Work task
Down to the last character, repeat the data that follows.
━━━ The data ━━━
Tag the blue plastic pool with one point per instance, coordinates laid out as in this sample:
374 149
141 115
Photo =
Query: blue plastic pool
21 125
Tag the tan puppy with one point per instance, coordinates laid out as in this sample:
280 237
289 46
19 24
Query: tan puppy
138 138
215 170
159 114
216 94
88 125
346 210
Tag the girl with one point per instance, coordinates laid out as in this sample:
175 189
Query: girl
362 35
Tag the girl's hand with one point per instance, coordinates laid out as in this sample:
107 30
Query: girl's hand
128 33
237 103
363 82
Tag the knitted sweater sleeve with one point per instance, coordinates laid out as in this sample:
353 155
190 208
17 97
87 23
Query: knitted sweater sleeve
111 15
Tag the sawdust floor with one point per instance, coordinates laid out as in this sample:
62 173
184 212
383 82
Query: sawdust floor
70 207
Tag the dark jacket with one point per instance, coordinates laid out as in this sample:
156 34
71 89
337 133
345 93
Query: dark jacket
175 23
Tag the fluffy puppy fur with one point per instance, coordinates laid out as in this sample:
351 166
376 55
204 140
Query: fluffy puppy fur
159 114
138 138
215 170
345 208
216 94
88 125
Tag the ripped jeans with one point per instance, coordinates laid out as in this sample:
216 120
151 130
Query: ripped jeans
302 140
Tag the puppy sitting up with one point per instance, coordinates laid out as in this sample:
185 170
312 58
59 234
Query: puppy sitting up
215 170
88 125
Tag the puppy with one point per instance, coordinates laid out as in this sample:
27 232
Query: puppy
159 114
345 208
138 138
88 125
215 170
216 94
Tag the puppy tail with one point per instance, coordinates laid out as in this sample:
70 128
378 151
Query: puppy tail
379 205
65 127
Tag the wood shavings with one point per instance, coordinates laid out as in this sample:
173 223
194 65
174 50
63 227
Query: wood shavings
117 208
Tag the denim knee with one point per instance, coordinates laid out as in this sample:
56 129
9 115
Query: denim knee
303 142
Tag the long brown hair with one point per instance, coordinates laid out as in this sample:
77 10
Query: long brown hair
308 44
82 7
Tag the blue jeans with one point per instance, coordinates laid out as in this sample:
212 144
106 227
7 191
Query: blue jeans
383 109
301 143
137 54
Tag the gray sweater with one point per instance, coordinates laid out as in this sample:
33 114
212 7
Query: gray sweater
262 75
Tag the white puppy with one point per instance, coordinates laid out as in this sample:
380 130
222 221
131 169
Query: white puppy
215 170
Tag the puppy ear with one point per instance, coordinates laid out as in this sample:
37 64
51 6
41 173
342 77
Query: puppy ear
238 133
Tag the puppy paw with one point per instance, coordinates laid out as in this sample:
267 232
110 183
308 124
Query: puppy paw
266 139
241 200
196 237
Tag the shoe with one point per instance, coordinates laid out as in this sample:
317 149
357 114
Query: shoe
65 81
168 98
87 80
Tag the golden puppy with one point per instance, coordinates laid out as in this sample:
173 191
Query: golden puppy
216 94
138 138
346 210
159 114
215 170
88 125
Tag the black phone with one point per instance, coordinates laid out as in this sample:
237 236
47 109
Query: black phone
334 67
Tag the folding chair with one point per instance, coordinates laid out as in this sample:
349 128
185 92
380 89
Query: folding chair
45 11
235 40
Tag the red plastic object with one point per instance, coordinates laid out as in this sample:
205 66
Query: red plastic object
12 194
━━━
Solution to the problem
Tag the blue plastic pool with one point per instance, coordinates laid out as in this sample:
374 149
141 115
Photo =
Query: blue plastic pool
21 125
Tag the tan puppy with one point per instance, coordinates laid out as in this sample:
280 237
289 46
19 24
Query: tan puppy
138 138
215 170
159 114
216 94
88 125
346 210
Tag the girl with one point per instance, coordinates laid out as in this sample:
175 189
Query: girl
362 35
Tag the girl's hand with one point per instance, coordinates laid out as in this sample:
107 30
Query: girl's hand
128 33
237 103
363 82
Tag the knitted sweater sleeve with one point per instance, coordinates laid out as in this sample:
353 155
190 208
17 97
87 23
Query: knitted sweater sleeve
111 15
Tag the sawdust floor with one point per instance, coordinates laid out as in this sample:
62 173
184 212
383 82
Query: sawdust floor
70 207
Tag the dark jacket with one point per instance, coordinates laid out as in this sample:
156 34
71 89
337 133
345 93
Query: dark jacket
175 23
Tag the fluffy puppy fur with one point per instance, coordinates laid out as in this sample:
351 166
376 55
204 140
Query: fluffy puppy fur
159 114
138 138
215 170
345 208
216 94
88 125
Tag the ripped jeans with one point per instance, coordinates laid out as in this sample:
216 120
151 130
Query: ripped jeans
302 140
Tag the puppy sitting up with one point per instance, coordinates laid out as in this sample:
185 170
312 58
59 234
Query: puppy sitting up
215 170
88 125
Tag the puppy with one point per instance, coordinates laid out as in this sample:
27 232
Query: puppy
159 114
345 208
138 138
88 125
215 170
216 94
Tag the puppy tail with one point per instance, coordinates laid out as in this sample:
70 128
378 151
Query: puppy tail
379 205
65 127
Tag the wood shavings with one point per instance, coordinates laid out as in this sample:
173 223
194 65
174 50
63 227
Query: wood shavings
117 208
Tag the denim knee with one point per instance, coordinates laid out as in this sample:
56 129
9 115
Query: denim knee
303 142
Tag the long brown hair with one point per instance, coordinates laid out as in this sample:
77 10
Query: long brown hair
308 44
82 7
Tag the blue jeans with one point per instance, coordinates laid out as in this sample:
212 144
106 227
7 191
Query: blue jeans
383 109
301 143
137 54
Tag the gray sweater with one point per instance, coordinates laid out as in this sample:
33 114
212 7
Query: gray sweater
262 75
Tag the white puppy with one point per instance, coordinates laid out as in this sample:
380 130
222 221
131 169
Query: white puppy
215 170
Tag the puppy ear with one point per instance, coordinates laid out as in this sample:
37 64
51 6
41 173
342 77
Query: puppy ear
238 133
Tag the puppy paw with one point per instance, coordinates laid out as in this sample:
267 232
110 183
308 124
Query: puppy paw
266 139
241 200
196 237
Tag the shoe with one point per instance, coordinates laid out as in this sample:
317 149
357 114
Query: shoe
65 81
168 98
87 80
Tag the golden puppy with one point per instance, coordinates laid out as in this sample:
173 191
Query: golden puppy
216 94
138 138
346 210
159 114
215 170
88 125
Tag the black phone with one point per instance, coordinates laid out as in this sample:
237 236
47 109
Query: black phone
334 67
Tag the folding chair with one point per instance, coordinates laid out as in this sample:
349 128
185 92
380 89
Query: folding chair
45 11
235 40
Tag the red plastic object with one point per instance, coordinates laid out as in this sample:
205 66
Query: red plastic object
12 194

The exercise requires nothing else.